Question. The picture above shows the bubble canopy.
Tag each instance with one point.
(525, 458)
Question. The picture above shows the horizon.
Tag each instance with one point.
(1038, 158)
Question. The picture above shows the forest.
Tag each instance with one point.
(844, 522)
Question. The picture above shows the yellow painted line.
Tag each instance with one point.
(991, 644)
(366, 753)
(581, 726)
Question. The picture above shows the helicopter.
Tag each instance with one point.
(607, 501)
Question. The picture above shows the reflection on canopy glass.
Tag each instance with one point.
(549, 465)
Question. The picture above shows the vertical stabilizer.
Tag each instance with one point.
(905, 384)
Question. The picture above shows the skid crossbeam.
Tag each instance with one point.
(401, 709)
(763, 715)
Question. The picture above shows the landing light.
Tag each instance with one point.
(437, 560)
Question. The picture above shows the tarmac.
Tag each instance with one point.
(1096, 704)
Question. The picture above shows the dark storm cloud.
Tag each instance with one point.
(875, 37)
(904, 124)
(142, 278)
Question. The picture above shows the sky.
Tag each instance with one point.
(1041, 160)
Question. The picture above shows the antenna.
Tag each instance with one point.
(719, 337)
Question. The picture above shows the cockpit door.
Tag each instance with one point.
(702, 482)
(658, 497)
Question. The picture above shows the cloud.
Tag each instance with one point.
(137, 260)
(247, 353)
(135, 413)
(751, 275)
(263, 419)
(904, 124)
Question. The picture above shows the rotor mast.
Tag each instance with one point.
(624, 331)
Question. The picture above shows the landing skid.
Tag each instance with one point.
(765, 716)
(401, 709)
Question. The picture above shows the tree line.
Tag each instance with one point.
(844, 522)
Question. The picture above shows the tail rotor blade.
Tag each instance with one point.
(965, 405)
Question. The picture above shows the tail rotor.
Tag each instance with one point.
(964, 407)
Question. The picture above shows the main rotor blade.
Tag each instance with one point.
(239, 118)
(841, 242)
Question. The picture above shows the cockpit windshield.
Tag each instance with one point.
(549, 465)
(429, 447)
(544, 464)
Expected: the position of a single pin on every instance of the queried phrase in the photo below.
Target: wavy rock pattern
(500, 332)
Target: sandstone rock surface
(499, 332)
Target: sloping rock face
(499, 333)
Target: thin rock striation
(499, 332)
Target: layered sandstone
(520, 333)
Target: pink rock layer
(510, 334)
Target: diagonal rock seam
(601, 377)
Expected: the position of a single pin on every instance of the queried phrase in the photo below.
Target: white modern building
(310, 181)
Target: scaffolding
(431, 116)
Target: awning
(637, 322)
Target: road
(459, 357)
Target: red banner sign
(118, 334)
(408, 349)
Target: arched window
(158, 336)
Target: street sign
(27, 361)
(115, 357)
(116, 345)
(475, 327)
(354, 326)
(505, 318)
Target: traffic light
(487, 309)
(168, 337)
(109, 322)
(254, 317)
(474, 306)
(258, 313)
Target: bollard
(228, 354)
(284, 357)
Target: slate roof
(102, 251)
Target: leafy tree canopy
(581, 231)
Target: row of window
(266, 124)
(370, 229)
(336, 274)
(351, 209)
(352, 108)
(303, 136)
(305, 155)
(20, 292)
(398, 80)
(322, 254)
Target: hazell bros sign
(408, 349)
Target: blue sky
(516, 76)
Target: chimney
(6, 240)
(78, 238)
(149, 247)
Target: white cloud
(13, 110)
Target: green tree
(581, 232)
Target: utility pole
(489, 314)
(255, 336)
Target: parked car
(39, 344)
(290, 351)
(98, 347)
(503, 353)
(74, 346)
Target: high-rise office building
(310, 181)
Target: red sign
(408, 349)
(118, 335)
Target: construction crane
═══
### How to complete this task
Wherever the string "cockpit" appears in the records above, copy the line it sits in.

### Task solution
Question. The picture above shows the cockpit door.
Question. The picture above shows the cockpit windshield.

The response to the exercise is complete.